=== Document extract ===
After the indie-noir whodunit The Usual Suspects became one of the most talked-about movies of the mid-’90s, there was only one kind of project Singer wanted to direct next: a sweeping, epic science fiction movie. Major studios came courting, and though he’d been more of a fantasy geek than a comic book nerd, Singer signed on to adapt the story of the X-Men, Marvel’s group of mutant superheroes.
He just wanted to make one very important, if allegorical, update. “[X-Men cocreator] Stan Lee saw the mutants as children of the Cold War,” he explains. “What would atomic weapons do? Mutate us and create super-humans?” But there was also what Singer calls the “logical parallel”: Say there were these outsiders who first discover they’re different as their bodies mature during adolescence. They long to be normal, but instead become scapegoats in a fearful society in which laws are passed to identify and criminalize anyone who is different.
Is this a story about mutants? Or is it the modern gay civil rights movement?
Singer posed that question directly to Lee. “I just asked, ‘Back when you were creating this, did it ever occur to you that there was a parallel?’ He said, ‘Yeah, of course.’ ” (Singer also used this angle to persuade Sir Ian McKellen to step away from his Shakespearean roots and play the supervillain Magneto.)
It was a fresh approach to a genre in desperate need of a facelift. At the time, long before The Avengers broke every box office record in history — before Robert Downey Jr. so much as smirked at an Iron Man suit — comic book movies had stagnated, becoming time capsules.
When Hugh Jackman was cast as Wolverine in Singer’s X-Men, he was coming off of a West End production of Oklahoma! and showed up a little soft around the edges. There were scenes where Wolverine was injured and unconscious — and shirtless. “We were shooting around his body — a lot of lovehandle hiding,” Singer says. By the time the production had worked its way back around to the film’s opening sequence, in which Wolverine, still shirtless, fights a series of cage matches, Jackman had buffed up.
Singer had planned to have him wear tight leather pants and a tank top. “He said, ‘No, mate, I really want to go shirtless.’ He showed me his body and I was like, Oh, I’ll shoot that. That’ll work.”
This is basically what much of Singer’s gay audience expects of him — hot guys — and it generates a predictable mix of gratitude and questions about his type and his process. Singer knows this. “On screen, it’s different. People I cast, oddly enough, are not my type. People always assumed [otherwise] — like when I did Superman Returns with Brandon Routh. Not my type at all. Handsome guy, don’t get me wrong. He reminded me of Christopher Reeve — also not my type.”
=== Data section ===
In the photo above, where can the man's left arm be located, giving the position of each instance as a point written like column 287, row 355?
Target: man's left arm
===
### Tasks for this exercise:
**A)** Translate this sentence from the article on Singer's X-Men into Spanish: "It was a fresh approach to a genre in desperate need of a facelift."
**B)** Write the next part of the article on Singer's X-Men, picking up after its last sentence.

### Answers:
**A)** Era un enfoque novedoso para un género que necesitaba desesperadamente una renovación.

**B)**
Tentpole Hollywood movies are always flush with copycats, but there’s a certain obvious style — a swagger — that emerged among male superheroes after Singer and his undeniably queer gaze made his mark. (Before: Michael Keaton as Batman. After: Chris Hemsworth as Thor.) Fifteen years in, the X-Men franchise seems likely to be Singer’s longest, most enduring, and queerest legacy. He directed the first two films, distanced himself gracefully from some poorly handled sequels and spin-offs, and after producing 2011’s First Class prequel, neatly stepped back in to pick up directing where he left off.
“X-Men has always appealed to people who felt like outcasts,” Singer says, “but I also understood it had a universal appeal. Even the most popular person, or the best-looking, or the straightest, has times in life where they feel different and like they don’t belong.”
X-Men: Days of Future Past, the latest film in the franchise, is a have-your-cakeand-eat-it-too Marvel universe moment in which the earlier, more established characters coexist in the same movie as their younger selves, thanks to a Terminator 2–like quest to keep history from veering off track.
With a few notable absences, it’s a double-ensemble dream cast. Jennifer Lawrence resumes her First Class role as the spiky blue shapeshifter Mystique. Original alums Jackman and Halle Berry are back. And, alongside Patrick Stewart and McKellen, who play older incarnations of the same characters, James McAvoy and Michael Fassbender return as Charles Xavier and Magneto, whose falling out will eventually render them mortal enemies.
Back in March, a 10-second teaser trailer posted online generated hundreds of blog posts and a deluge of passionate reactions from Marvel’s most devoted. No matter how loud the vitriol might get — “X-Men fans everywhere HATE Bryan Singer to his very core,” said one fan on Twitter — it’s clear that most of these armchair critics still have an insatiable appetite. “They expect them to keep going,” Singer says. “They don’t want them to stop.”
He can relate to the heightened emotion. “I waited in long lines around the block to see my favorite scifi/fantasy films,” he says. By age 13, he was wielding an 8mm camera and crafting his own mini-movies. When he took on X-Men at 30, he was suddenly in charge of Fox’s big blockbuster hope. Singer was scared shitless, lashing out at everyone around him.
As he hunkered down for the editing process, everything seemed wrong. “The movie was slipping away,” he says. He went for an anxious walk through the lot with a Fox executive, ranting about an inevitable critical and financial failure of the franchise. “This was my big shot, and I felt it crumbling around me.” Only one outcome seemed possible: “I will never be allowed to make one of these again.” The executive told him not to be so sure. “I was really sure,” Singer says.
Spoiler alert: He didn’t fail.
That first X-Men movie grossed $157 million in the U.S.; when counted along with its five franchise follow-ups, Fox has taken in more than $1 billion.
Today he operates out of a modern new building on Fox’s sprawling lot on the west side of L.A. While still finishing post-production on X-Men: Days of Future Past — and planning for its pre-emptively greenlit sequel, X-Men: Apocalypse — he’s also directing the pilot for Battle Creek, a CBS drama from Breaking Bad creator Vince Gilligan. Another series he’s producing, Black Box, airs on ABC.